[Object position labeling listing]
* START *
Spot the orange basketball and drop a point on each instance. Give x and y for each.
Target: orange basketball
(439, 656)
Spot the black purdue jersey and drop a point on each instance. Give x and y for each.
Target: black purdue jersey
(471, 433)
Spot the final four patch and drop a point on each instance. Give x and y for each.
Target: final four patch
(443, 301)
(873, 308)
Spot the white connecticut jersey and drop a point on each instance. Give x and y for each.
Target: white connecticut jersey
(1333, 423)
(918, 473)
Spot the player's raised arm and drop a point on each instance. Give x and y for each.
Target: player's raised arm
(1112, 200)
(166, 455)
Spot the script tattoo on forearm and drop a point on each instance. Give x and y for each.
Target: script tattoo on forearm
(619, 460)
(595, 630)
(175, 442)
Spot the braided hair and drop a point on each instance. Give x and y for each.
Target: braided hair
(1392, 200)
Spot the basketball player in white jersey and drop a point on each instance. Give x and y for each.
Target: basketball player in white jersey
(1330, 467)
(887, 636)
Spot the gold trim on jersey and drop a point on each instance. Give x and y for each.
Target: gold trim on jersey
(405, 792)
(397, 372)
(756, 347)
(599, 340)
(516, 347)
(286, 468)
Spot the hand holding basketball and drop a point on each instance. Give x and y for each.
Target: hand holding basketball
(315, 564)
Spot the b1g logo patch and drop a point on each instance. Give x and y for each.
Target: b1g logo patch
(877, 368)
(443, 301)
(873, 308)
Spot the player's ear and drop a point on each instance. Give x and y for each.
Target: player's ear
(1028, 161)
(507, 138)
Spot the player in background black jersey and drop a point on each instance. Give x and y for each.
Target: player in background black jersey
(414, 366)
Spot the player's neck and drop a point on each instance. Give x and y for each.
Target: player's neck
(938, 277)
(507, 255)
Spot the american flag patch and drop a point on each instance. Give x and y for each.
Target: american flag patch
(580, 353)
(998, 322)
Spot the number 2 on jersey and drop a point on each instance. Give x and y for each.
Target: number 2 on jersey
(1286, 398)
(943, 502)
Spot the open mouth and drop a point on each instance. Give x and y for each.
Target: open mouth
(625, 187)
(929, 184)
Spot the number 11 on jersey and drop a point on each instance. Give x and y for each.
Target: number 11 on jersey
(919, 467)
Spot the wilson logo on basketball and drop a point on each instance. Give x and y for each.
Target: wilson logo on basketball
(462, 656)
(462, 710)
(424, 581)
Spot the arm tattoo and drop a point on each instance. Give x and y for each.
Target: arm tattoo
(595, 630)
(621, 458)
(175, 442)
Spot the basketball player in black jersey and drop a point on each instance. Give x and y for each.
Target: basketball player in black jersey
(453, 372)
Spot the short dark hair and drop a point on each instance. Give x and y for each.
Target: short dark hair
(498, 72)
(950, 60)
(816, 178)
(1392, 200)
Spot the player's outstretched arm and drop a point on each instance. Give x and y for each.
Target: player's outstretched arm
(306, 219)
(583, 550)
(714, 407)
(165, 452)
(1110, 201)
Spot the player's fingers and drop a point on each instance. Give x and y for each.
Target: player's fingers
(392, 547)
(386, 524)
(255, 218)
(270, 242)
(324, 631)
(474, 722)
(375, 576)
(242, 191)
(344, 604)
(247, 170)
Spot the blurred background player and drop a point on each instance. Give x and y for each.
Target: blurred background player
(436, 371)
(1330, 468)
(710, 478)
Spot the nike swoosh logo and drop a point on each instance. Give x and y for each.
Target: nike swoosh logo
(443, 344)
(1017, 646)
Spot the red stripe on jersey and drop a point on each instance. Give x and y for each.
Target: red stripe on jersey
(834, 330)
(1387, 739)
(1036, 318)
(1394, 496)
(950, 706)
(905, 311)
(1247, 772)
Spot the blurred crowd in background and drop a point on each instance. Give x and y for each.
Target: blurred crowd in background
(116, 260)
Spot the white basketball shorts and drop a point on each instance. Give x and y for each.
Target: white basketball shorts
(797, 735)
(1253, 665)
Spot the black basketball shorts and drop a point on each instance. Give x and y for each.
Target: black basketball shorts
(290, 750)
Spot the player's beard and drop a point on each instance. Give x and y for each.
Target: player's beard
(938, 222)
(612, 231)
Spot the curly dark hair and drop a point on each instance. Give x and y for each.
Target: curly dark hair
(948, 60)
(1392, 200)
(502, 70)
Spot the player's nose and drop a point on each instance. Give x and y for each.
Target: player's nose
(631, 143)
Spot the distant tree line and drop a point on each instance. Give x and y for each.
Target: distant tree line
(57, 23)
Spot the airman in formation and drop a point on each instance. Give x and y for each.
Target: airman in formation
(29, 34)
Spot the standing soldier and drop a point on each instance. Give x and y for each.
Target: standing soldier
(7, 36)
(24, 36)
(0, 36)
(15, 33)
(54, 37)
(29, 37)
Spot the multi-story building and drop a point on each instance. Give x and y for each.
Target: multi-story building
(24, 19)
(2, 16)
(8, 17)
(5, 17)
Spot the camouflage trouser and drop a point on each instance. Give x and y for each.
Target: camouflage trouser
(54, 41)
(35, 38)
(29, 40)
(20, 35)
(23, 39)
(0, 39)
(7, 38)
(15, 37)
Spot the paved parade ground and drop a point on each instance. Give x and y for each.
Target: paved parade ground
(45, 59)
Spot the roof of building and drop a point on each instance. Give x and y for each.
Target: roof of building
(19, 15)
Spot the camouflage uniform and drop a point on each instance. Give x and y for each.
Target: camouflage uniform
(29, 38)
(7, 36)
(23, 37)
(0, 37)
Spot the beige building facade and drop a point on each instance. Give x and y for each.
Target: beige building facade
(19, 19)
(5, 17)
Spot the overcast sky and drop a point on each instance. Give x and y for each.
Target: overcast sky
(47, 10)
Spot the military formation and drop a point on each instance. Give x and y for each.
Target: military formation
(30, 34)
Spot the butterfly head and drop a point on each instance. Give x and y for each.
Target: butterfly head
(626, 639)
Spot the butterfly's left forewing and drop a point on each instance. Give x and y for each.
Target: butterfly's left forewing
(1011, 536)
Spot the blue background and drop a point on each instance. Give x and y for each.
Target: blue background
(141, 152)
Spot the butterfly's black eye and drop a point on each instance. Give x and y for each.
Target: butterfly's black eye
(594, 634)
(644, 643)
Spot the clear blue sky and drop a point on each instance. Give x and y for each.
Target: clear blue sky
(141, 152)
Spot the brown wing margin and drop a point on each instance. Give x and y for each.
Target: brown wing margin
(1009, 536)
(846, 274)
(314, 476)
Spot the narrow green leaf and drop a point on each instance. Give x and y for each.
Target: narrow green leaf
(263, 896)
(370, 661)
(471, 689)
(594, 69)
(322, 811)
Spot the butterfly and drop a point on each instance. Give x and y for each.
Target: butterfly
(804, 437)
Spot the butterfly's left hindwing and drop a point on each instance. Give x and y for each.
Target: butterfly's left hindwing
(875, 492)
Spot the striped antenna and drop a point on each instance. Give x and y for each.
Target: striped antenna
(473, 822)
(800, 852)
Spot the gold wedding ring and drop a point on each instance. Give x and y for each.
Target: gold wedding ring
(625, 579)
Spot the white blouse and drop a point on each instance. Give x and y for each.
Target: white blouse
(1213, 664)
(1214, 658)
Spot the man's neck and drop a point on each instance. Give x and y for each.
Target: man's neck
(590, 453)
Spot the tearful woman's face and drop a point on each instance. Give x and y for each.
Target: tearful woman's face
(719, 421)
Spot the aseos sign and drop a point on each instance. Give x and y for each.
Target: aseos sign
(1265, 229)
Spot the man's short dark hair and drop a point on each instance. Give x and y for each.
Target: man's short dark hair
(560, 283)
* END *
Rewrite everything from the line containing "Spot the wilson" down to the line containing "(1017, 646)", changing "drop a point on" to "mark" and leaving the rest untouched.

**WRITTEN ANSWER**:
Spot the wilson logo on basketball and mark each instance. Give x and y for each.
Target: wilson logo on basketball
(462, 656)
(462, 710)
(424, 581)
Spot the arm tattoo and mark each instance. Give x and y for each.
Target: arm tattoo
(595, 630)
(621, 458)
(175, 442)
Spot the basketball player in black jersey and mark each instance. Give x and y for each.
Target: basketball player in black jersey
(453, 372)
Spot the short dark hair and mark each instance. Give x and y for each.
Target: short dark hair
(498, 72)
(950, 60)
(816, 178)
(1392, 200)
Spot the player's outstretched arm and mark each instance. Give x and y for each.
Target: player's outstretched arm
(306, 219)
(583, 550)
(714, 407)
(165, 452)
(1110, 201)
Spot the player's fingers and mark each instance. Give x and y for each.
Target: player's fingers
(392, 547)
(386, 524)
(255, 218)
(270, 242)
(324, 631)
(474, 722)
(375, 576)
(242, 191)
(344, 604)
(247, 170)
Spot the blurred background player and mark each instance. Give x and y for each.
Target: blurred background player
(436, 371)
(1330, 468)
(710, 478)
Spot the nike swoosh logo and mark each instance. Give x and y for each.
Target: nike swoosh logo
(443, 344)
(1017, 646)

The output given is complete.